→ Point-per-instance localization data

* * * * *

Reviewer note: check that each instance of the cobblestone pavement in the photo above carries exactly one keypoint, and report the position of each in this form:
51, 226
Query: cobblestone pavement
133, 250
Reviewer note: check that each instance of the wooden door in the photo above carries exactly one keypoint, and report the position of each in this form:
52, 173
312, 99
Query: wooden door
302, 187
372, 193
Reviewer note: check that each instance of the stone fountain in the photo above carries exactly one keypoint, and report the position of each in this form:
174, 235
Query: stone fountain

* * * * *

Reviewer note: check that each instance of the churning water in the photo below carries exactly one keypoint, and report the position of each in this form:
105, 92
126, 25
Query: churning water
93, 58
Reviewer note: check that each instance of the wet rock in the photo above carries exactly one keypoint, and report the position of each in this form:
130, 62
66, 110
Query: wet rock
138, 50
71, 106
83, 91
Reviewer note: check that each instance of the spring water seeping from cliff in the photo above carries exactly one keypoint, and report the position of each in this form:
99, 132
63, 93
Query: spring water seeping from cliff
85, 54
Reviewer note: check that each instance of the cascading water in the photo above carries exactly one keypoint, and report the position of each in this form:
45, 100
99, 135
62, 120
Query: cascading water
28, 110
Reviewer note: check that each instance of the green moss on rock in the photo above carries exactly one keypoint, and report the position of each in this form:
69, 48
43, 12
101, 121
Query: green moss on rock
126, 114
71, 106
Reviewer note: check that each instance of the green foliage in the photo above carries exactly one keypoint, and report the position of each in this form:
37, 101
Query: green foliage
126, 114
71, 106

* * * * *

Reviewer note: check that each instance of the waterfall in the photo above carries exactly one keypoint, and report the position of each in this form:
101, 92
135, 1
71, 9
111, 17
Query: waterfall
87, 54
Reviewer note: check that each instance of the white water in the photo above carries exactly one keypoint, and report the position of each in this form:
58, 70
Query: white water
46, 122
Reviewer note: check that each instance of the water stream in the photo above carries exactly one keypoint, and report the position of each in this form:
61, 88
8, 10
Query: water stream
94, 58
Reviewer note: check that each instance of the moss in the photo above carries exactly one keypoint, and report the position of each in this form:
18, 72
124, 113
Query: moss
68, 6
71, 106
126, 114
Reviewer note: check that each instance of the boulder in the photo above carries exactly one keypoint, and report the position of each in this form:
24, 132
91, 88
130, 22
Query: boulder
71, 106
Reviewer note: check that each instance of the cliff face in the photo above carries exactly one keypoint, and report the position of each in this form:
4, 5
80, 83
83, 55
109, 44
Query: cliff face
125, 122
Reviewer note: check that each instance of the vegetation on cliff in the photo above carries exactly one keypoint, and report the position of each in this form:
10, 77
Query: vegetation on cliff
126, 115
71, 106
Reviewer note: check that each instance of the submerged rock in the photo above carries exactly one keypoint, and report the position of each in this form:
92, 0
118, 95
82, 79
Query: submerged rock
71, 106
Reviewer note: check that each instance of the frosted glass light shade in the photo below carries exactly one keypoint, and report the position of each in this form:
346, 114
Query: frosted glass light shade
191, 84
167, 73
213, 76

* * * * *

→ ASSIGNED TASK
Copy, exactly and only, the lines above that begin with the one containing "Reviewer note: check that each instance of the cobblestone" and finish with the one containing "Query: stone fountain".

→ RESULT OF THIS EXERCISE
Reviewer note: check that each instance of the cobblestone pavement in the photo above carries exactly one keypoint, and report the position of each in this form:
51, 226
Query: cobblestone pavement
133, 250
Reviewer note: check that each instance of the wooden door in the photo above carries exactly one keypoint, and report the position of each in this form:
52, 173
312, 99
Query: wooden door
302, 187
372, 193
Reviewer note: check that each instance of the stone fountain in the photo above carries exactly one keypoint, and report the position of each in this form:
174, 235
Query: stone fountain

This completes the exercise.